**Exercise prompt**
Collect every line of the listing below that contains the word "railing".

**Dataset excerpts on pointing to objects**
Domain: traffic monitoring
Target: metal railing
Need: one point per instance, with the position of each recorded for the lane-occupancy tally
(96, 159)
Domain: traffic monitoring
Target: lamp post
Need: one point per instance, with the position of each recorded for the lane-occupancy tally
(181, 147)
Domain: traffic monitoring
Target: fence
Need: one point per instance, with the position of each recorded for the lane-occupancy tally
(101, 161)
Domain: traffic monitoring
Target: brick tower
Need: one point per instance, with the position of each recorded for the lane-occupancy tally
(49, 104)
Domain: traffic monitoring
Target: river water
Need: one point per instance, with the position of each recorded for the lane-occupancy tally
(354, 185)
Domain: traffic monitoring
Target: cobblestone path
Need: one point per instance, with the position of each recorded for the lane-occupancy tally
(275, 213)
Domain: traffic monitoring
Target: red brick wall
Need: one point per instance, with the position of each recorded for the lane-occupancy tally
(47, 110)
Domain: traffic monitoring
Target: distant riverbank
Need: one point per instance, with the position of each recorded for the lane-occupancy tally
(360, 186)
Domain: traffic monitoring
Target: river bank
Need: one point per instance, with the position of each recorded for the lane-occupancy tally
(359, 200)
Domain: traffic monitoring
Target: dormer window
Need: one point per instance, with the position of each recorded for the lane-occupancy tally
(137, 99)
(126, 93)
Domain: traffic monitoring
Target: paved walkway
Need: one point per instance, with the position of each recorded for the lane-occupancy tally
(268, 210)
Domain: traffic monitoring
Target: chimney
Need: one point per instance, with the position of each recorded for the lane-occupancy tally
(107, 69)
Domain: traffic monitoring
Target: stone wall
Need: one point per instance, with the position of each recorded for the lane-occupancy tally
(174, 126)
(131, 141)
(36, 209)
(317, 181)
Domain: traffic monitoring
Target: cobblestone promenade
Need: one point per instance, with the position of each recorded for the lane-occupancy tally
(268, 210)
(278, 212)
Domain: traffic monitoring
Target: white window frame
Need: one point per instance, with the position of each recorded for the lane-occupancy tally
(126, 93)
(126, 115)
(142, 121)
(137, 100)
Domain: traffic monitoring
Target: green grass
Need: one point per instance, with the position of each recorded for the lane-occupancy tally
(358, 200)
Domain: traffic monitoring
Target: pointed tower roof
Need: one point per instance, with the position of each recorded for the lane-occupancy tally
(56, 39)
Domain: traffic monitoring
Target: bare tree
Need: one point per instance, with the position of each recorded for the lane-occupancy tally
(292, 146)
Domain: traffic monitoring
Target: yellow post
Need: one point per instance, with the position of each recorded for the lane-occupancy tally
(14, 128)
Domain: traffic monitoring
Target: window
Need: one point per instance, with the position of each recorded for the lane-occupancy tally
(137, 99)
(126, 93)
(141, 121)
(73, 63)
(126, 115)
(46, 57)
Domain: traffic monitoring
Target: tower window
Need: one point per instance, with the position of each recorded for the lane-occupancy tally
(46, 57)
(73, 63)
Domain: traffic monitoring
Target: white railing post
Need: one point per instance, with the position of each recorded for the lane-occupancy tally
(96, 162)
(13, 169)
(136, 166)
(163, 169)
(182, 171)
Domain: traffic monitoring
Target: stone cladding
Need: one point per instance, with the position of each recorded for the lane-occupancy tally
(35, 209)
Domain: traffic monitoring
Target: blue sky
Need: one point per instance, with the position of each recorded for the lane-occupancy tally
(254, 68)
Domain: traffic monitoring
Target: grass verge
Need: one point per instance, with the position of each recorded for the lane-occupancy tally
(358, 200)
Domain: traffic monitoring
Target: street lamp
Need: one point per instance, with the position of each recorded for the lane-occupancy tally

**Answer**
Target: metal railing
Target: white railing post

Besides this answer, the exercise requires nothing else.